Data section =>
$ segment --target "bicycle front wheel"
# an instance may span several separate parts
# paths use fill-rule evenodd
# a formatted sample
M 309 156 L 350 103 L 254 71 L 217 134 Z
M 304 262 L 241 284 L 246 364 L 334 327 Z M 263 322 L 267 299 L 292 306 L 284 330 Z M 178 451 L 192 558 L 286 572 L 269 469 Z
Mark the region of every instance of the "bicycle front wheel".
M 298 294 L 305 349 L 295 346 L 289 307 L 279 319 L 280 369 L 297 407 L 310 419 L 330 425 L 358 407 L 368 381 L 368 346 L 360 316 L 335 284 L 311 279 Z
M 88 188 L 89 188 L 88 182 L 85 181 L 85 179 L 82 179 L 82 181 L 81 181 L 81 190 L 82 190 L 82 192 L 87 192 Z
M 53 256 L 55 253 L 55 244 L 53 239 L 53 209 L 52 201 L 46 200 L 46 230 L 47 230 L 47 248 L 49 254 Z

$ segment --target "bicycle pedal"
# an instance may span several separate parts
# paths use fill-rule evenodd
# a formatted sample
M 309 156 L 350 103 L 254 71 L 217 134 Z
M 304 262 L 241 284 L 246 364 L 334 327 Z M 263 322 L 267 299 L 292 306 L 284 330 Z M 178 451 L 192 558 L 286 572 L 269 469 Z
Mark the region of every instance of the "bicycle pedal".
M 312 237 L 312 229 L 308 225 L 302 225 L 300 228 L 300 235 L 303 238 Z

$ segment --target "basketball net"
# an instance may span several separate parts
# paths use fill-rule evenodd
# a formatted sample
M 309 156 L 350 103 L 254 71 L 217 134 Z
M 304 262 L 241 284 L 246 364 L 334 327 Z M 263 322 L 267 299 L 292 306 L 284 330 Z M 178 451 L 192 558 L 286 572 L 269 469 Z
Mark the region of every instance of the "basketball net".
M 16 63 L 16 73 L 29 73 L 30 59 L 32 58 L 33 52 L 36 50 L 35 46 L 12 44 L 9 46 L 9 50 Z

Problem description =>
Every line above must appear again in your reply, exactly as written.

Output for this exercise =>
$ segment --target "bicycle front wheel"
# an instance may span several separate parts
# paths use fill-rule evenodd
# a formatted sample
M 309 156 L 350 103 L 254 71 L 217 134 Z
M 304 262 L 241 284 L 246 364 L 334 327 Z M 263 322 L 267 299 L 292 306 L 284 330 Z M 178 451 L 192 558 L 286 572 L 269 469 Z
Mark the region of every instance of the "bicycle front wheel".
M 298 294 L 305 349 L 295 346 L 289 307 L 279 319 L 280 369 L 297 407 L 310 419 L 330 425 L 358 407 L 368 381 L 368 346 L 360 316 L 335 284 L 311 279 Z
M 88 188 L 89 188 L 88 182 L 85 181 L 85 179 L 82 179 L 82 181 L 81 181 L 81 190 L 82 190 L 82 192 L 87 192 Z
M 53 256 L 55 253 L 55 244 L 53 239 L 53 209 L 52 201 L 46 200 L 46 230 L 47 230 L 47 248 L 49 254 Z

$ segment --target "bicycle pedal"
# an instance may span several separate parts
# paths use fill-rule evenodd
# a formatted sample
M 309 156 L 350 103 L 254 71 L 217 134 Z
M 304 262 L 241 284 L 246 364 L 334 327 Z M 263 322 L 267 299 L 292 306 L 284 330 Z M 178 451 L 192 558 L 286 572 L 269 469 Z
Mark the region of every instance of the "bicycle pedal".
M 312 237 L 312 229 L 308 225 L 302 225 L 300 228 L 300 235 L 303 238 Z

$ segment --target "basketball net"
# an instance may span several separate parts
# paths use fill-rule evenodd
# a formatted sample
M 309 156 L 350 103 L 254 71 L 217 134 Z
M 304 262 L 241 284 L 246 364 L 334 327 Z M 263 322 L 267 299 L 292 306 L 284 330 Z M 178 451 L 192 558 L 286 572 L 269 469 Z
Mark the region of every instance of the "basketball net".
M 16 63 L 16 73 L 29 73 L 30 59 L 32 58 L 33 52 L 36 50 L 35 46 L 12 44 L 9 46 L 9 50 Z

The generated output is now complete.